*Фрагмент текста*:
+++++

Когда вы приходите к картине, когда вы стоите перед картиной – это великое счастье, потому что вы видите картину собственными глазами. Репродукции дают вам представление о том, что изображено на этой картине, но они не дают представления ни о том, как она написана, ни где находитесь вы по отношению к этой картине.
Однажды мне довелось вместе со студентами делать фильм о советском художнике Тышлере. Александр Григорьевич Тышлер был еще жив, и его пригласили посмотреть этот фильм. Тышлер посмотрел и сказал: «Ах, какие хорошие картины, но как жаль, что я никогда их не писал». Как это он их не писал? Он сказал, что цвет, хотя и замечательный, ничуть не соответствует живописи его полотен в реальности. И вот когда мы смотрим книги, даже самые лучшие, мы с сожалением должны констатировать, что мы не знаем этих картин.
Но если нам посчастливилось оказаться в Прадо (а сейчас это вполне возможно), тогда мы можем видеть одно из величайших чудес мирового искусства – живопись Веласкеса.
В случае с картиной «Менины» очень важно, где находится наблюдатель, тот человек, который смотрит на картину. Когда вы стоите перед картиной в Прадо, то у вас прежде всего возникает полная иллюзия того, что вы находитесь в мастерской, которая изображена на этой картине. Вы стоите где-то между девочкой – маленькой инфантой Маргаритой, фрейлинами-менинами, которые привели ее в мастерскую художника, и кем-то, кто находится за вашей спиной. И это потому, что художник пишет кого-то, кто стоит за вашей спиной. И девочка пришла к тому, кто стоит за вашей спиной. И вся та картина, которая разворачивается перед вашими глазами, обращена именно к тому, кого пишет художник на мольберте, стоящем перед ним. А вы незримо присутствуете здесь, внутри картины. Не часто у зрителя возникает такое ощущение реального присутствия внутри картины, ощущение пересечения границы времени – до жути, до холода в спине. Потому что то, как пишет Веласкес, волшебность его кисти, волшебность того, как он передает мир, атмосферу, в которой вы находитесь, делает факт вашего присутствия физически ощутимым. Вам хочется обернуться.
Интересно то, что само название картины – «Фрейлины» – буквально ни о чем не говорит. Впрочем, фрейлины действительно присутствуют на этой картине в качестве придворных дам, сопровождающих маленькую принцессу Маргариту.
Итак, вы присутствуете при необыкновенном действии: вы пересекаете границу времени и оказываетесь в мастерской художника Веласкеса в Мадридском Алькасаре, недалеко от покоев короля. За мольбертом с кистью в руках стоит художник. Двери в коридор открыл гофмаршал двора и впустил целую свиту. В этой свите маленькая девочка – сама инфанта Маргарита, ее фрейлины, а справа от нее карлица.
Они прибыли к художнику для того, чтобы навестить папу с мамой инфанты – короля с королевой, которых пишет художник Веласкес. По всей вероятности, он пишет очень большой портрет, потому что перед ним стоит очень большой холст. И он внимательнейшим образом смотрит поверх наших голов на тех, кто стоит за нами.

+++++

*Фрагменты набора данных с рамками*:
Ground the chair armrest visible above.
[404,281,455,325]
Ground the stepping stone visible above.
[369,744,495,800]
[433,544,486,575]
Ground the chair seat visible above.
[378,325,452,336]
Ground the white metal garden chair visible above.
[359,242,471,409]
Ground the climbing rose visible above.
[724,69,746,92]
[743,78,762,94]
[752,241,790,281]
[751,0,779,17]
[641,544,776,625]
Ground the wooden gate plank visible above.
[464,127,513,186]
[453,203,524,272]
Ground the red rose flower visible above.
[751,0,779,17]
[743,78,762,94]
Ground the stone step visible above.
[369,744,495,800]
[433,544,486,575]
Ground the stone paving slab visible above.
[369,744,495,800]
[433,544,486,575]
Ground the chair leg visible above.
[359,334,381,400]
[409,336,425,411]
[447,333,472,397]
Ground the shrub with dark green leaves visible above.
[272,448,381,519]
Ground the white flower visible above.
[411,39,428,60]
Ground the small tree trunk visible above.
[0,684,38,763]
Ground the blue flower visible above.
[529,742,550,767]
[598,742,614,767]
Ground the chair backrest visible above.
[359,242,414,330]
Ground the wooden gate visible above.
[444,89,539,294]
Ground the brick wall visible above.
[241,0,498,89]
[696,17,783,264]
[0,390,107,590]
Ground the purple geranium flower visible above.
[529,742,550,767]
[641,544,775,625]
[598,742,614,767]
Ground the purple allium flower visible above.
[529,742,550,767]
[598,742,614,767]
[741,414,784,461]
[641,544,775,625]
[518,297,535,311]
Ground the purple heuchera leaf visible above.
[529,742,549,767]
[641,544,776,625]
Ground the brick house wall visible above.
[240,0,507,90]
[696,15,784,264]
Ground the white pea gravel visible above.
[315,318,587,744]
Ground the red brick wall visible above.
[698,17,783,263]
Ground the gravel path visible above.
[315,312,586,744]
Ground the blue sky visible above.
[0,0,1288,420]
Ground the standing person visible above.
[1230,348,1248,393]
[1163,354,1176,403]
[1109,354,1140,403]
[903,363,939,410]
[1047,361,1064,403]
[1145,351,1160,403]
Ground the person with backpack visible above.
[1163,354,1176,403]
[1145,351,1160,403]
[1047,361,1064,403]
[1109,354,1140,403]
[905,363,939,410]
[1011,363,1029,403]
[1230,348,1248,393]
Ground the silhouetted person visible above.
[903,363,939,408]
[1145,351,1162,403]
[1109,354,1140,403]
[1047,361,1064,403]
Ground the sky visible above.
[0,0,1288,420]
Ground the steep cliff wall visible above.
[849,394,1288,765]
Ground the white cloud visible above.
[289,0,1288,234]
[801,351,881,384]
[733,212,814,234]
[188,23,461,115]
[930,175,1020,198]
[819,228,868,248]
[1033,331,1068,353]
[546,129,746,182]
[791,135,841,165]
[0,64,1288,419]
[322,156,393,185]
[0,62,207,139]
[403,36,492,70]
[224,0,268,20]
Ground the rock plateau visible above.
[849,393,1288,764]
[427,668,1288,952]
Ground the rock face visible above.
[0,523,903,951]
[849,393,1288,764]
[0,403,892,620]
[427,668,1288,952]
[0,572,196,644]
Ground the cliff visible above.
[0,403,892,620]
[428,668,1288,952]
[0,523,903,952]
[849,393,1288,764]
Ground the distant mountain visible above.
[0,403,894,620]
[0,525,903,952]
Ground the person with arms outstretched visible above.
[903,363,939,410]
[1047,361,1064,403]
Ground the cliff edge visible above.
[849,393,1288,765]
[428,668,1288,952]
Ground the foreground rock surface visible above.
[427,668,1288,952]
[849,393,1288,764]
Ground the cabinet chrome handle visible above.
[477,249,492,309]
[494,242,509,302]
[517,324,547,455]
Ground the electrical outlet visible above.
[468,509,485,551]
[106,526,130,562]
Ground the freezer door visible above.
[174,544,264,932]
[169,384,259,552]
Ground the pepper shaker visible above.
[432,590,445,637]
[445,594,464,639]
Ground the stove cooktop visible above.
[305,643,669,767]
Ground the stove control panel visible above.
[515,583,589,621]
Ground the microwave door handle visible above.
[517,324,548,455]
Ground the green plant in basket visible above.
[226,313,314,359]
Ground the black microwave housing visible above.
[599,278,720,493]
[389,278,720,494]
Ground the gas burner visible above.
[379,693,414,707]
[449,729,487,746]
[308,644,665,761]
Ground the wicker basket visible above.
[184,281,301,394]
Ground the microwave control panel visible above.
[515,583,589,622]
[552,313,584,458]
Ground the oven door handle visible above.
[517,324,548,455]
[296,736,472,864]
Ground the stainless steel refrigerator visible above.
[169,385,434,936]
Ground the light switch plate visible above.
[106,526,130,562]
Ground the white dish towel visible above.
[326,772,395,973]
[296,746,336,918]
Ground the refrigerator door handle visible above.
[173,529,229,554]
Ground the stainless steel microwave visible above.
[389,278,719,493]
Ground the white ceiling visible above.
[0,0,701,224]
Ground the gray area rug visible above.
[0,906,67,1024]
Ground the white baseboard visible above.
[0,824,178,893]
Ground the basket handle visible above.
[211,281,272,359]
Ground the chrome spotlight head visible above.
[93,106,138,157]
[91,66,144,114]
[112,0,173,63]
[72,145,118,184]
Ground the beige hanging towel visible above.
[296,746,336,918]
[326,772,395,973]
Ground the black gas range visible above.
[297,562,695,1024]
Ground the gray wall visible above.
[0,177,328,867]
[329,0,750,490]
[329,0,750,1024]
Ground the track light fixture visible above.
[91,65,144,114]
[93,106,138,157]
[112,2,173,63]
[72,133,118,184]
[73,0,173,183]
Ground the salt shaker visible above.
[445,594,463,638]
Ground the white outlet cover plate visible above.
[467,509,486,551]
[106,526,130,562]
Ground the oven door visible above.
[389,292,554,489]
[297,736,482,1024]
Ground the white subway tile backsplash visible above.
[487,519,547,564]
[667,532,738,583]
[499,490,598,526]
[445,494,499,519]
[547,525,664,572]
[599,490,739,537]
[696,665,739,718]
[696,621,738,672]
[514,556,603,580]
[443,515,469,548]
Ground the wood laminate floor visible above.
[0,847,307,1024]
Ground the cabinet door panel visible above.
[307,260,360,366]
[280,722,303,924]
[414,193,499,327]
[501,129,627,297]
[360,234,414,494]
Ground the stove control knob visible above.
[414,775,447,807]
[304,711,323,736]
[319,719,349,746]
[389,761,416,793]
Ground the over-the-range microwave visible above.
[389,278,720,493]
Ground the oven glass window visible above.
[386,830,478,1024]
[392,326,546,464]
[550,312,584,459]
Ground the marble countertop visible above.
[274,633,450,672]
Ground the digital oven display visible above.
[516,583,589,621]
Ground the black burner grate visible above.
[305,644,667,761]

+++++

*Задания*:
a) Перепишите из текста о «Менинах» дословно отрывок от слов «Интересно то, что» до слов «маленькую принцессу Маргариту.».
b) Выпишите из записей строки от строки с «Ground the brick house wall visible above.» до строки с «[849,394,1288,765]» включительно, заменив в них «person» на «figure» и ничего больше не меняя.
Записи не имеют отношения к тексту о «Менинах».

*Ответы к заданиям*:
a)
Интересно то, что само название картины – «Фрейлины» – буквально ни о чем не говорит. Впрочем, фрейлины действительно присутствуют на этой картине в качестве придворных дам, сопровождающих маленькую принцессу Маргариту.

b)
Ground the brick house wall visible above.
[240,0,507,90]
[696,15,784,264]
Ground the white pea gravel visible above.
[315,318,587,744]
Ground the red brick wall visible above.
[698,17,783,263]
Ground the gravel path visible above.
[315,312,586,744]
Ground the blue sky visible above.
[0,0,1288,420]
Ground the standing figure visible above.
[1230,348,1248,393]
[1163,354,1176,403]
[1109,354,1140,403]
[903,363,939,410]
[1047,361,1064,403]
[1145,351,1160,403]
Ground the figure with backpack visible above.
[1163,354,1176,403]
[1145,351,1160,403]
[1047,361,1064,403]
[1109,354,1140,403]
[905,363,939,410]
[1011,363,1029,403]
[1230,348,1248,393]
Ground the silhouetted figure visible above.
[903,363,939,408]
[1145,351,1162,403]
[1109,354,1140,403]
[1047,361,1064,403]
Ground the sky visible above.
[0,0,1288,420]
Ground the steep cliff wall visible above.
[849,394,1288,765]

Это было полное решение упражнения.